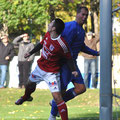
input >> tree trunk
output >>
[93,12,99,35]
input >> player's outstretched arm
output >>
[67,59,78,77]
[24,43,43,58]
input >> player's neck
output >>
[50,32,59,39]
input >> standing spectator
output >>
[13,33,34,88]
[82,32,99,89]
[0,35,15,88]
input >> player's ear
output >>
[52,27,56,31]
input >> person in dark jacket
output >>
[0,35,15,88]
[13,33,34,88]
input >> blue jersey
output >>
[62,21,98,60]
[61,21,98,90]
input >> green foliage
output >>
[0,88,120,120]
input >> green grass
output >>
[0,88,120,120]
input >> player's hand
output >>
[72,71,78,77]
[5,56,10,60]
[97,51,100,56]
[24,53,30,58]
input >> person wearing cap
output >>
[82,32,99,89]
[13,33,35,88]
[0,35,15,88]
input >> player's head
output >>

--

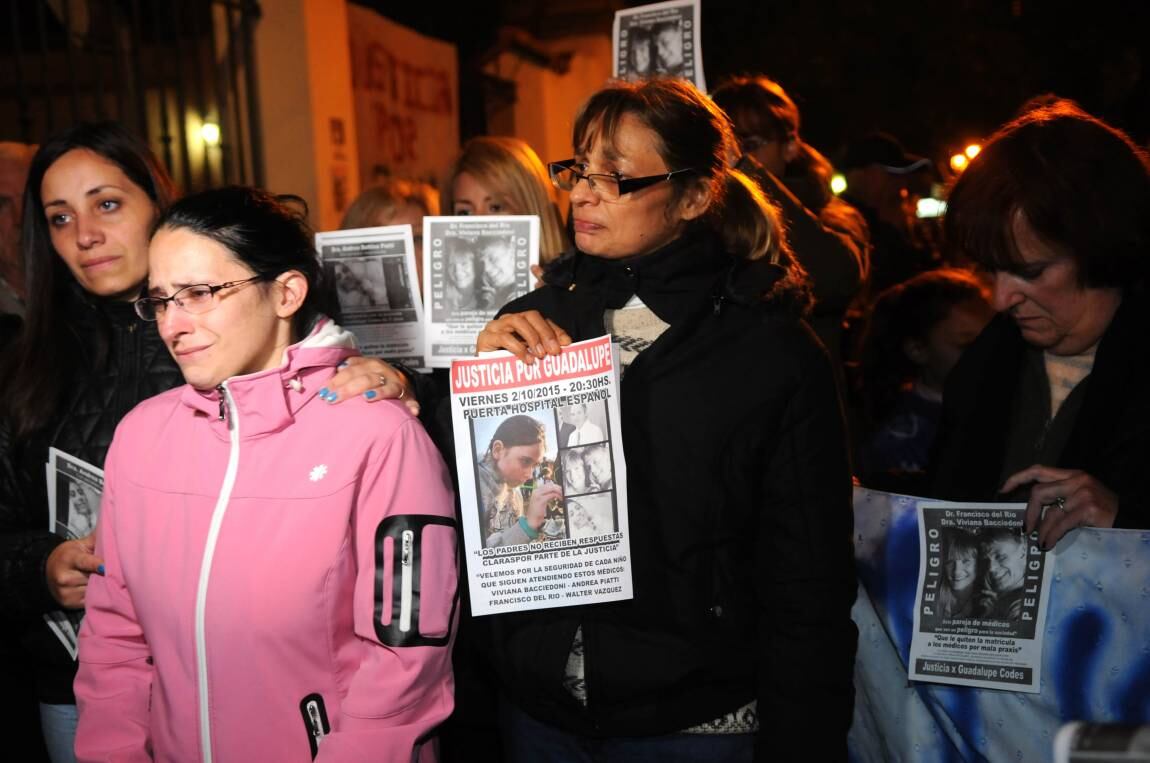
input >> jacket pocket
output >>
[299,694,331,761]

--

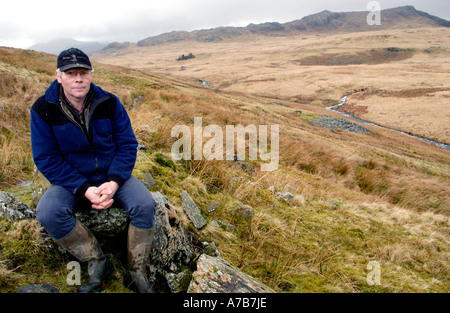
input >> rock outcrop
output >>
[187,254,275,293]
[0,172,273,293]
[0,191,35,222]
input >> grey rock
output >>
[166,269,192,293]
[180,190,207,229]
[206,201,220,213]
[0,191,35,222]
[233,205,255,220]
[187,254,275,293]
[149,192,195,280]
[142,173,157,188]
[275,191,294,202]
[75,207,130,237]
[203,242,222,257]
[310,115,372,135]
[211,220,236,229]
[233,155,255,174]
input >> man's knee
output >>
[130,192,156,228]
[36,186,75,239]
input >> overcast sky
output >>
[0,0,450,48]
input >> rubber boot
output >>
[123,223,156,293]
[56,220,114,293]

§ **TASK PROMPT**
Output the records from the line containing "input >> tree trunk" through the line containing "[52,27,56,31]", inclusive, as a numbered list with blank lines omitted.

§ **RESULT FOR THIS EXERCISE**
1. input >> tree trunk
2. output >>
3. [93,12,99,35]
4. input >> player's outstretched arm
5. output >>
6. [67,59,78,77]
7. [24,43,43,58]
8. input >> player's neck
9. output >>
10. [50,32,59,39]
11. input >> standing spectator
12. output >>
13. [13,33,34,88]
14. [82,32,99,89]
15. [0,35,15,88]
16. input >> player's ear
17. output >>
18. [52,27,56,31]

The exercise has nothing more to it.